### What is required
Would you repeat the whole listing exactly, pictures excluded?

━━━ Records for this exercise ━━━

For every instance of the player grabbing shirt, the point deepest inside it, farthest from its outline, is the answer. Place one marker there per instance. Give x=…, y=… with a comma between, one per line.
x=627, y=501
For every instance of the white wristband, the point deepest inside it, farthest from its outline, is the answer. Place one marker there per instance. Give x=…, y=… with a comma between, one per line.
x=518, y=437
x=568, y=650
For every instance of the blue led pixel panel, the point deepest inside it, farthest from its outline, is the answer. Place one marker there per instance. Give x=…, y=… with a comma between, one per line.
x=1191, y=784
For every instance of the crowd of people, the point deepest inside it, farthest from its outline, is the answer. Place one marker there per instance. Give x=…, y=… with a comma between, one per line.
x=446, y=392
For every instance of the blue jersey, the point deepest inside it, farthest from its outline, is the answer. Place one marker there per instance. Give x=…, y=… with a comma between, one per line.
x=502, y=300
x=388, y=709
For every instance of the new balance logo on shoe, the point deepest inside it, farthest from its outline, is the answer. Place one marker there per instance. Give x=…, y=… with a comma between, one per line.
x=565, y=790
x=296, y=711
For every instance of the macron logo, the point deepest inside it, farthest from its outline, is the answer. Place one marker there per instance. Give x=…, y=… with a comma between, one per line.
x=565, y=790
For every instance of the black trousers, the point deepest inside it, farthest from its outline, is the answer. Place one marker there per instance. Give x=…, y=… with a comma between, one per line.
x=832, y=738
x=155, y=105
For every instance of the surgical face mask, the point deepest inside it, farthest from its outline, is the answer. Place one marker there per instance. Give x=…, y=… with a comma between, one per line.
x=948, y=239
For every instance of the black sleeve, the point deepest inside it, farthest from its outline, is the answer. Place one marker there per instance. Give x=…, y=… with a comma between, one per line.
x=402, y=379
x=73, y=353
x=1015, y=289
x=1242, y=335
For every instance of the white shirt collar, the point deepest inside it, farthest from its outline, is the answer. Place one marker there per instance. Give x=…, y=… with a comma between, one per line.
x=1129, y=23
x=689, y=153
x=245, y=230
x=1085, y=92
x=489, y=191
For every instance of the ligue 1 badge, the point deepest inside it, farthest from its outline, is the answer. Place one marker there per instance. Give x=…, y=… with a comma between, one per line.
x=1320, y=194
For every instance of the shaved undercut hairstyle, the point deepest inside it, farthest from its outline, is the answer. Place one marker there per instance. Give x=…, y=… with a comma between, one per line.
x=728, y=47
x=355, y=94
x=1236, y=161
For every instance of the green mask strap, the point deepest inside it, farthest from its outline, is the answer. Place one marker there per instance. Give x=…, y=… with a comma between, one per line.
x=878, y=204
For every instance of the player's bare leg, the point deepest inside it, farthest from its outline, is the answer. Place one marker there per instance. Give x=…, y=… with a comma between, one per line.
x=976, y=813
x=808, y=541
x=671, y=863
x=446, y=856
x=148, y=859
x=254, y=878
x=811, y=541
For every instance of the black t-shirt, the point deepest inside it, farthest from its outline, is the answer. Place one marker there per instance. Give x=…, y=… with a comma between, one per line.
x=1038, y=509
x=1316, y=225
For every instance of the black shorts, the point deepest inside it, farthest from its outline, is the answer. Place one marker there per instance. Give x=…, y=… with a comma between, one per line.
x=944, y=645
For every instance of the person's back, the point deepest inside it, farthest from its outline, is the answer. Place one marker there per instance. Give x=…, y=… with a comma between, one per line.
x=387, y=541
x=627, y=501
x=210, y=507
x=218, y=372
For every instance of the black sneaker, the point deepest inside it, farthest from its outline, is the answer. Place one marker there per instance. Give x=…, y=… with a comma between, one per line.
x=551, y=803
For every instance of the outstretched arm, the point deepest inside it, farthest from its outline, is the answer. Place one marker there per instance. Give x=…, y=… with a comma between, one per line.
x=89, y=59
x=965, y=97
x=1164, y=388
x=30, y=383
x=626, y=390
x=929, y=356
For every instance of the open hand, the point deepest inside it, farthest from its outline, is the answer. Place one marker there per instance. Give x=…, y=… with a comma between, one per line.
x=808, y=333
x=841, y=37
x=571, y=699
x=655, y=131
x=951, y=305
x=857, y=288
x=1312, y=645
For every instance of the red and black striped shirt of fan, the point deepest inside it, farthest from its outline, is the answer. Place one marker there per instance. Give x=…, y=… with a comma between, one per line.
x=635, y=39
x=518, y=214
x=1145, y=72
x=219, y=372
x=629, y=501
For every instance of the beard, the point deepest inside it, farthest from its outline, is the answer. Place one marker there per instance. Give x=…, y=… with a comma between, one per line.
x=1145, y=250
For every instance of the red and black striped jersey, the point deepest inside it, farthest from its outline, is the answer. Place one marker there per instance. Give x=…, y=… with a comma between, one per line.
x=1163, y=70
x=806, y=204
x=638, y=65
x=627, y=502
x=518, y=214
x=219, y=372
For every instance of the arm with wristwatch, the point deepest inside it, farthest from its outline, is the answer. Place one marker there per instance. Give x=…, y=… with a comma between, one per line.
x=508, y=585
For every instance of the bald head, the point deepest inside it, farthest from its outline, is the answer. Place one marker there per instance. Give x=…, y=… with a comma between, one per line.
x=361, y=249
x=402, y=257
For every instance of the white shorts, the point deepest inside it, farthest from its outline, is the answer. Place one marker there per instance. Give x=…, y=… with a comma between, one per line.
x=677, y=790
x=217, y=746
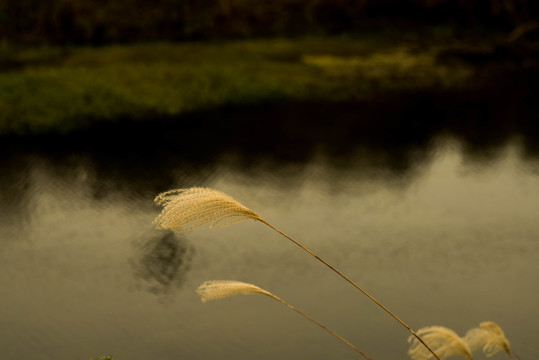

━━━

### Output of the exercise
For every instance of the player grabbing shirt, the point deepest inside it, farthest from its outline, is the answer. Place one marker there per instance. Give x=…, y=… with a comma between, one per line.
x=627, y=501
For every instance of the white wristband, the point deepest inside it, farthest from its outline, is the answer. Place one marker there per instance. Give x=…, y=… with a comma between, one per line.
x=518, y=437
x=568, y=650
For every instance of the blue led pixel panel, the point deepest inside it, farthest from its outline, is the answer. Place one marker there per instance. Give x=…, y=… with a comma between, one per line.
x=1191, y=784
For every instance of the crowd of people, the point deepest inside it, farthest from its outline, is the answer. Place one marker there per instance. Give x=…, y=… with a comma between, one per line.
x=446, y=392
For every instance of the blue jersey, the point deepest inside it, farthest from its outline, is the answer. Place one marker there per instance. Give x=…, y=… with a comma between, one per line.
x=502, y=300
x=388, y=709
For every instance of the new balance logo on shoe, the point deepest inside it, farthest from its outline, is the answer. Place one marker there per instance. Give x=…, y=… with a comma between, one per line.
x=565, y=790
x=296, y=711
For every instance of the macron logo, the point deepest inside it, farthest from its outline, is the answer. Place one marker there per instance. Give x=…, y=… with a comma between, one per line.
x=565, y=790
For every instance of the black trousers, the point deepest inside it, farthest from its outline, is the answer. Place one marker there per instance. Give x=…, y=… with a comma between, one per line.
x=832, y=738
x=155, y=105
For every instance of the surgical face mask, the point deepest inside it, farthest from its outline, is the answer. Place one marker there per instance. Give x=…, y=… with a comma between, one per line.
x=948, y=239
For every instance of the black sleeve, the point deepest inside it, farthest from its outline, is the answer. Place one marker there per instance. Give x=…, y=… with a comma between, one per line.
x=402, y=379
x=73, y=353
x=1015, y=289
x=1242, y=335
For every instance of the white shirt collar, the point deepest inside it, farthest from its outline, is the answer. Place one marker there per instance. Give x=…, y=… with a comma between, one per line.
x=1129, y=23
x=689, y=153
x=245, y=230
x=1085, y=92
x=489, y=191
For every instance of the ligue 1 badge, the point deepest inside it, farthest from its outline, is the answer. Place one marker there per instance. Give x=…, y=… with a comma between, one per line.
x=1320, y=194
For every instance of the shaved undercut hairstyle, the point deepest inside it, farthest from its outline, is the answer. Place one marker there per instance. Give x=…, y=… with a comma between, one per line.
x=728, y=47
x=355, y=94
x=1236, y=161
For every instance of the green mask strap, the point deepest inside it, farthest from its outline, is the answer. Place one marker there per instance. Give x=…, y=… with a comma between, one per line.
x=878, y=204
For every instance of the player's bare leg, the point deepest inside it, farthest from its outline, is the answer. Place one marker there per instance. Give x=…, y=… with a comma between, one per line.
x=976, y=813
x=808, y=541
x=671, y=863
x=446, y=856
x=148, y=859
x=254, y=878
x=811, y=541
For every instance of the black t-shirt, the point deepest inside it, farthest from its outline, is the answer. Place one marker there per instance. Give x=…, y=… with a comma between, one per line.
x=1038, y=509
x=1316, y=225
For every instance of the black shorts, the point deepest inside it, farthest from its outline, is the answer. Place one marker there per instance. Give x=…, y=… with a comma between, one per line.
x=944, y=645
For every instance of the person's back, the point deepest inside it, farthest from its outline, is the answer. Place one marker there per instance. Give x=…, y=… with a comma between, one per line.
x=387, y=541
x=627, y=501
x=210, y=507
x=218, y=372
For every instance of the black sneaker, the point deepest inside it, farthest from its outline, is the answer. Place one marker there per instance. Give x=…, y=… with a comma between, one per line.
x=551, y=803
For every instance of the outstretched arm, the point deepest inside it, farthest from its outline, is the answer. Place one marker there per instance. Give x=…, y=… with a comma between, one per line.
x=89, y=59
x=965, y=97
x=1164, y=388
x=30, y=383
x=626, y=390
x=929, y=356
For every instance of the open hand, the point deepest inside it, farthest from its outline, is the answer. Place one marker there per instance. Give x=…, y=… with a comma between, one per line.
x=808, y=333
x=841, y=37
x=571, y=699
x=655, y=131
x=951, y=305
x=857, y=288
x=1312, y=645
For every instance of the red and black striped shirt of fan, the point deepest inside it, farthest from its outline, is the answer. Place one marker there per instance. Give x=…, y=… with a comma between, one per line.
x=635, y=39
x=518, y=214
x=1145, y=72
x=219, y=372
x=629, y=501
For every instance of the beard, the point deepest inside it, farthest from its outline, is the answer. Place one marker there per instance. Give x=…, y=… with a comma between, one per line.
x=1145, y=250
For every instance of the red and black striped jersey, the point deepest inside it, farthest from its outline, is the answer. Place one marker there per instance. Give x=…, y=… with a comma between, one per line.
x=1163, y=70
x=806, y=204
x=638, y=65
x=627, y=502
x=518, y=214
x=219, y=372
For every instance of the arm with wristwatch, the point deepest inside it, farthest from its outline, is the answer. Place one marker there per instance. Give x=…, y=… with a comma between, one per line.
x=508, y=585
For every instance of the bald head, the point deepest inside it, farthest from its outline, is the answer. Place one marker there per instance. Give x=…, y=… with a comma between, one per line.
x=361, y=249
x=402, y=257
For every instance of the white shorts, the point deepest inside it, farthest from its outline, is the answer. Place one marker there per instance. Give x=…, y=… with a comma between, one per line.
x=677, y=790
x=217, y=746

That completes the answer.